● **GIVEN ENTRIES**
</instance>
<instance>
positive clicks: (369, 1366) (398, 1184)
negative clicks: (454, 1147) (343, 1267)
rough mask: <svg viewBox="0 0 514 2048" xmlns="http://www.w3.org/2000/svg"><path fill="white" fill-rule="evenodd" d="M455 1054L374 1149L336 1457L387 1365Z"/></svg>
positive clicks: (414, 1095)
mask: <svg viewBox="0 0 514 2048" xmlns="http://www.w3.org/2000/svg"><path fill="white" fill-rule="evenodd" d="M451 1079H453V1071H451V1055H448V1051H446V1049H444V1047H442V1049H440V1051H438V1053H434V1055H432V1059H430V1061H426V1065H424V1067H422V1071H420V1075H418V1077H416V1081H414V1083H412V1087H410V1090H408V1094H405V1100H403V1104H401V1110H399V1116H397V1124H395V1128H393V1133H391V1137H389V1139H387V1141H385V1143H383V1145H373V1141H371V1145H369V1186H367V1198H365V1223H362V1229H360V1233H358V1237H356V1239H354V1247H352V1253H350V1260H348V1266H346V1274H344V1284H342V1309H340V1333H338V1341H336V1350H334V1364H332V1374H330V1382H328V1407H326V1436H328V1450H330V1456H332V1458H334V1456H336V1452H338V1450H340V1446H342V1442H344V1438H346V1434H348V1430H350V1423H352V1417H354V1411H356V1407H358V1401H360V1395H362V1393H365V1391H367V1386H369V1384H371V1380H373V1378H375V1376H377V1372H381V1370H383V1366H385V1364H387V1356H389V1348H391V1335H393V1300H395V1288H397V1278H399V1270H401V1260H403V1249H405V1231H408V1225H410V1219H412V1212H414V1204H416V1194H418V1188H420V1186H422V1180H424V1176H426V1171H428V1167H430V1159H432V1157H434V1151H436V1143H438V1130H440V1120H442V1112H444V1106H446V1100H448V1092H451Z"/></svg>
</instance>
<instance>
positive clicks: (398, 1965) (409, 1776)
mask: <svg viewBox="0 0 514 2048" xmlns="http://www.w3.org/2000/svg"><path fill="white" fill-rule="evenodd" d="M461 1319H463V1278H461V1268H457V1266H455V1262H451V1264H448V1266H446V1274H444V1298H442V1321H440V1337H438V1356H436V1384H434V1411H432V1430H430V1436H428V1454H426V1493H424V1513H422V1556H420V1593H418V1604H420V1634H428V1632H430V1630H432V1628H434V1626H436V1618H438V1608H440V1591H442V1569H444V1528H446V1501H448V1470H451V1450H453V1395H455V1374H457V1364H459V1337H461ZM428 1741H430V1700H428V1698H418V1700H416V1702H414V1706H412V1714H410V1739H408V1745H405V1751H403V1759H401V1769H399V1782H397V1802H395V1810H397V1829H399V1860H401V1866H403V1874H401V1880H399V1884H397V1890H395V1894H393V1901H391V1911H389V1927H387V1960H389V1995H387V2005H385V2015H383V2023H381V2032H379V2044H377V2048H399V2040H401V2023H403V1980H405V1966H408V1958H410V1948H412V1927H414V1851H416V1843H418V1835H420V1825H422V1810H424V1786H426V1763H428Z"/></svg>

● **PROBLEM DESCRIPTION**
Reproduce the entries above exactly, every line included.

● **PROBLEM SOLUTION**
</instance>
<instance>
positive clicks: (369, 1366) (398, 1184)
negative clicks: (454, 1147) (343, 1267)
rough mask: <svg viewBox="0 0 514 2048" xmlns="http://www.w3.org/2000/svg"><path fill="white" fill-rule="evenodd" d="M455 1054L374 1149L336 1457L387 1365Z"/></svg>
positive clicks: (414, 1095)
mask: <svg viewBox="0 0 514 2048" xmlns="http://www.w3.org/2000/svg"><path fill="white" fill-rule="evenodd" d="M451 1079H453V1071H451V1055H448V1051H446V1049H444V1047H442V1049H440V1051H438V1053H434V1055H432V1059H430V1061H426V1065H424V1067H422V1071H420V1075H418V1077H416V1081H414V1083H412V1087H410V1090H408V1094H405V1100H403V1104H401V1110H399V1116H397V1124H395V1128H393V1133H391V1137H389V1139H387V1141H385V1143H383V1145H373V1141H371V1145H369V1186H367V1198H365V1223H362V1229H360V1233H358V1237H356V1239H354V1247H352V1253H350V1260H348V1266H346V1274H344V1284H342V1309H340V1333H338V1341H336V1350H334V1364H332V1374H330V1382H328V1407H326V1436H328V1450H330V1456H332V1458H334V1456H336V1452H338V1450H340V1446H342V1442H344V1438H346V1434H348V1430H350V1423H352V1417H354V1411H356V1407H358V1401H360V1395H362V1393H365V1391H367V1386H369V1384H371V1380H373V1378H375V1376H377V1372H381V1370H383V1366H385V1364H387V1356H389V1348H391V1335H393V1300H395V1288H397V1278H399V1270H401V1260H403V1249H405V1231H408V1225H410V1219H412V1212H414V1204H416V1194H418V1188H420V1186H422V1180H424V1176H426V1171H428V1167H430V1159H432V1157H434V1151H436V1143H438V1130H440V1120H442V1112H444V1106H446V1100H448V1092H451Z"/></svg>
</instance>
<instance>
positive clicks: (398, 1965) (409, 1776)
mask: <svg viewBox="0 0 514 2048" xmlns="http://www.w3.org/2000/svg"><path fill="white" fill-rule="evenodd" d="M461 1319H463V1278H461V1268H457V1266H455V1262H451V1264H448V1266H446V1274H444V1298H442V1321H440V1337H438V1356H436V1384H434V1411H432V1430H430V1436H428V1454H426V1493H424V1513H422V1556H420V1593H418V1604H420V1634H428V1632H430V1630H432V1628H434V1626H436V1618H438V1608H440V1591H442V1569H444V1528H446V1501H448V1470H451V1450H453V1395H455V1374H457V1364H459V1337H461ZM428 1741H430V1700H428V1698H418V1700H416V1702H414V1706H412V1714H410V1739H408V1745H405V1751H403V1759H401V1769H399V1782H397V1802H395V1810H397V1829H399V1860H401V1866H403V1874H401V1880H399V1884H397V1890H395V1894H393V1901H391V1911H389V1927H387V1960H389V1995H387V2005H385V2015H383V2023H381V2032H379V2044H377V2048H399V2040H401V2023H403V1980H405V1966H408V1958H410V1948H412V1927H414V1851H416V1843H418V1835H420V1825H422V1810H424V1786H426V1763H428Z"/></svg>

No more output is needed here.